Exercise task: Reproduce every one of the following rows verbatim, with no changes to wording, numbers, or line breaks.

*** The data ***

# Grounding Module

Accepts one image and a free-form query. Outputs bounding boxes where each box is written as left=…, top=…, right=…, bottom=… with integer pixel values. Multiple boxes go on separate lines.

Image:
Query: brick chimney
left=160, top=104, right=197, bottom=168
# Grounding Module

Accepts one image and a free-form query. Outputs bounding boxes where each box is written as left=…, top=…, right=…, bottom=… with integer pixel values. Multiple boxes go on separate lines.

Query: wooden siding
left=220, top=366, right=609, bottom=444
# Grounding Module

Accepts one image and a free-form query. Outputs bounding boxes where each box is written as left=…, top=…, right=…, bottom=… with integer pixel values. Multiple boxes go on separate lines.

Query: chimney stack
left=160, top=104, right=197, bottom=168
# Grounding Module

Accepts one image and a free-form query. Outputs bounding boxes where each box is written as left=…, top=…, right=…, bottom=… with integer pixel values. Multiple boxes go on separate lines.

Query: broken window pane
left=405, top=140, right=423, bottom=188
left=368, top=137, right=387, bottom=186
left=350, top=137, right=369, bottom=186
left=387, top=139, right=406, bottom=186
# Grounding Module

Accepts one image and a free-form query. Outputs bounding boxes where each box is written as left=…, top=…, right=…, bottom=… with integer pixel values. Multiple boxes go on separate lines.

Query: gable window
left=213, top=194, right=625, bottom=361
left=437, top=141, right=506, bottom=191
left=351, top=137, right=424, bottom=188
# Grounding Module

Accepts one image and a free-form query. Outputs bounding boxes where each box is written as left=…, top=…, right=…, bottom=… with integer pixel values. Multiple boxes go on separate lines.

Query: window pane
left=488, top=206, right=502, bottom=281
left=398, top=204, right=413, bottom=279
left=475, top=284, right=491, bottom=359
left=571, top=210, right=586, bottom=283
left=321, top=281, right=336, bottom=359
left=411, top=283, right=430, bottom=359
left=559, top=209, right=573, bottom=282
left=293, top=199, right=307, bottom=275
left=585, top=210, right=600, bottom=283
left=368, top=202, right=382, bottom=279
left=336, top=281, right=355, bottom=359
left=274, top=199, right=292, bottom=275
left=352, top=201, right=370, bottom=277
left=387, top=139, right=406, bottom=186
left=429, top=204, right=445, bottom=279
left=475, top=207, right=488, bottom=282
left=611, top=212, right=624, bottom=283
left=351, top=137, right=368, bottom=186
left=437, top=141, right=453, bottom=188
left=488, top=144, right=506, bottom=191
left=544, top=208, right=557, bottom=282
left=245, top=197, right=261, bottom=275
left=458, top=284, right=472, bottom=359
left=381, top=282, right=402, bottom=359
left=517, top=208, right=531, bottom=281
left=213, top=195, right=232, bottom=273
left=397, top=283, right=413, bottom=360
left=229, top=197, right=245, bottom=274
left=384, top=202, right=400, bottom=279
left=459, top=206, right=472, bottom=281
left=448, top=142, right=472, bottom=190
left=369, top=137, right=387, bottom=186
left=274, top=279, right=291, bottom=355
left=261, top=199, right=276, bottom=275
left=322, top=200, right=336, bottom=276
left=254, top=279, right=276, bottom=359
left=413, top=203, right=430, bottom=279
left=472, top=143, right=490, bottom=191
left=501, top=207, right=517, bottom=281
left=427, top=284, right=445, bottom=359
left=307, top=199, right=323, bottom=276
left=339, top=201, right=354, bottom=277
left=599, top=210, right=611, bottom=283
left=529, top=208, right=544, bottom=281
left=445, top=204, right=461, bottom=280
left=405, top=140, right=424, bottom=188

***

Output of the task:
# Grounding Module

Accepts one image and a free-form query. Outputs bounding boxes where each box is written as left=…, top=…, right=…, bottom=… with integer pixel values. Multiple boxes go on separate lines.

Image:
Query: brick chimney
left=160, top=104, right=197, bottom=168
# Grounding Module

Accepts one image and a free-form query. Outputs bounding boxes where each box is written as left=…, top=…, right=…, bottom=… with integer pixel values. Multiple boxes go on separate lines.

Query: wooden siding
left=220, top=366, right=609, bottom=444
# Grounding Module

Accepts one image and a free-form query. Outputs bounding boxes where each box is written as left=…, top=…, right=…, bottom=… with integer pixel values. Multiple boxes go on separate lines.

Query: chimney stack
left=160, top=104, right=197, bottom=168
# Grounding Module

Accepts one image and a free-form query. Outputs bounding boxes where each box is written as left=…, top=…, right=…, bottom=… with integer pixel values. Multiple boxes go on separate lines.

Query: broken window pane
left=405, top=140, right=423, bottom=188
left=368, top=137, right=387, bottom=186
left=350, top=137, right=369, bottom=186
left=387, top=139, right=406, bottom=186
# Grounding Module

Accepts one image and a free-form query. Outputs bounding boxes where each box is written as left=…, top=…, right=…, bottom=… with integer pixel values. Multiple boxes go on separate lines.

Query: gable window
left=213, top=194, right=625, bottom=361
left=437, top=141, right=506, bottom=191
left=351, top=137, right=424, bottom=188
# Grounding Module

Accepts one image and a free-form query. Outputs bounding boxes where each box is written as left=…, top=…, right=…, bottom=… with integer pixel values. Multiple boxes go on separate lines.

Query: window pane
left=488, top=206, right=502, bottom=281
left=398, top=204, right=413, bottom=279
left=475, top=284, right=491, bottom=359
left=571, top=210, right=586, bottom=283
left=321, top=281, right=336, bottom=359
left=411, top=283, right=430, bottom=359
left=559, top=209, right=573, bottom=282
left=293, top=199, right=307, bottom=275
left=585, top=210, right=600, bottom=283
left=368, top=202, right=382, bottom=279
left=336, top=281, right=355, bottom=359
left=274, top=199, right=292, bottom=275
left=352, top=201, right=370, bottom=277
left=387, top=139, right=406, bottom=186
left=429, top=204, right=445, bottom=279
left=475, top=207, right=488, bottom=282
left=611, top=212, right=624, bottom=283
left=351, top=137, right=368, bottom=186
left=437, top=141, right=453, bottom=188
left=488, top=144, right=506, bottom=191
left=544, top=208, right=557, bottom=282
left=245, top=197, right=261, bottom=275
left=458, top=284, right=472, bottom=359
left=381, top=282, right=402, bottom=359
left=517, top=208, right=531, bottom=281
left=213, top=195, right=232, bottom=273
left=397, top=283, right=413, bottom=360
left=229, top=197, right=245, bottom=274
left=384, top=202, right=400, bottom=279
left=459, top=206, right=472, bottom=281
left=448, top=142, right=472, bottom=190
left=369, top=137, right=387, bottom=186
left=274, top=279, right=291, bottom=355
left=261, top=199, right=276, bottom=275
left=322, top=200, right=336, bottom=276
left=254, top=279, right=276, bottom=359
left=413, top=203, right=430, bottom=279
left=472, top=143, right=490, bottom=191
left=501, top=207, right=517, bottom=281
left=427, top=284, right=445, bottom=359
left=307, top=199, right=323, bottom=276
left=339, top=201, right=354, bottom=277
left=599, top=210, right=611, bottom=283
left=529, top=208, right=544, bottom=281
left=445, top=204, right=461, bottom=280
left=405, top=140, right=424, bottom=188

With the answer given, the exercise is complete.